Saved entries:
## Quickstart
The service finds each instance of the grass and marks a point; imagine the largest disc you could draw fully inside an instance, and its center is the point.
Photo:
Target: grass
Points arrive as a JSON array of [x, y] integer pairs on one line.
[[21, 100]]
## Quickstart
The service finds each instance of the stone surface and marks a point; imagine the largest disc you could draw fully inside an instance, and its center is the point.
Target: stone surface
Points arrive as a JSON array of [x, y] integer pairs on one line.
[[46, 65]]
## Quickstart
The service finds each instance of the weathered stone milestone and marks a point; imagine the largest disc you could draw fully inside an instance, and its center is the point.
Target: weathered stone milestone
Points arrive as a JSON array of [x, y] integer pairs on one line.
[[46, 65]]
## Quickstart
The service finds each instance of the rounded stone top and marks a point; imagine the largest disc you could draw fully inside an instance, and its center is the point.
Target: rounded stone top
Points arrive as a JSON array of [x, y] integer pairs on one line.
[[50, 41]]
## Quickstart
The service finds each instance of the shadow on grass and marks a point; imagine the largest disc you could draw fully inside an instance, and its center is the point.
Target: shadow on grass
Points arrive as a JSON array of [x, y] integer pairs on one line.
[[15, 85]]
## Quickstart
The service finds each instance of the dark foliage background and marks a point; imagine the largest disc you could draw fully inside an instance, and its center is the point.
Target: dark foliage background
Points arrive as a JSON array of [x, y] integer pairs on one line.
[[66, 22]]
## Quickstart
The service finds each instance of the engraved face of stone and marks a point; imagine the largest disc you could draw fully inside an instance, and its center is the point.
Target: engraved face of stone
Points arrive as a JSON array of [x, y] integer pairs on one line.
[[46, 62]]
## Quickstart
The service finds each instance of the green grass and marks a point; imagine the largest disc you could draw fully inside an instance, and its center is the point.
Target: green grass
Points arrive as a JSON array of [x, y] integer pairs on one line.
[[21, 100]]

● TO BE DONE
Reproduce the complete data exactly as presented above.

● OUTPUT FOR THIS EXERCISE
## Quickstart
The service finds each instance of the grass and marks a point; imagine the largest disc you could draw fully inside an instance, and its center is the point.
Photo:
Target: grass
Points arrive as a JSON array of [x, y] integer pairs on one line.
[[21, 100]]
## Quickstart
The service finds each instance of the stone surface and marks a point; imagine the largest disc you could draw fully inside an instance, and its center is the point.
Target: stone surface
Points arrive as a JSON array of [x, y] integer pairs on one line.
[[46, 65]]
## Quickstart
The service finds each instance of the weathered stone milestone and marks a point; imagine the largest disc you could draw fully inside an instance, and its center is the point.
Target: weathered stone milestone
Points arrive as a JSON array of [x, y] integer pairs on one line.
[[46, 65]]
## Quickstart
The service finds each instance of the rounded stone top and marks a point; imagine the largest disc you could draw fully inside an instance, and its center is the point.
Target: rounded stone top
Points arrive as a JSON array of [x, y] integer pairs on one line.
[[50, 41]]
## Quickstart
The service finds each instance of the shadow on grass and marks a point; imagine the largest disc you could draw fully inside an instance, and its center is the point.
Target: shadow on grass
Points arrive as a JSON array of [x, y] integer pairs on one line.
[[15, 85]]
## Quickstart
The service finds each instance of the dark foliage background and marks a point; imagine the largest disc you could draw fully inside an instance, and its center is the point.
Target: dark foliage background
Points arrive as a JSON array of [x, y] integer pairs on one line.
[[66, 22]]
## Quickstart
The service finds each instance of the engraved face of stone and marks a point; imagine the largest disc you could draw fully inside an instance, and its center is the point.
Target: engraved face of stone
Points arrive as a JSON array of [x, y] integer pairs on one line.
[[46, 62]]
## Quickstart
The service finds each instance of the green grass and marks a point; imagine the largest disc you could draw fully inside an instance, and its center is the point.
Target: green grass
Points arrive as a JSON array of [x, y] integer pairs on one line.
[[21, 100]]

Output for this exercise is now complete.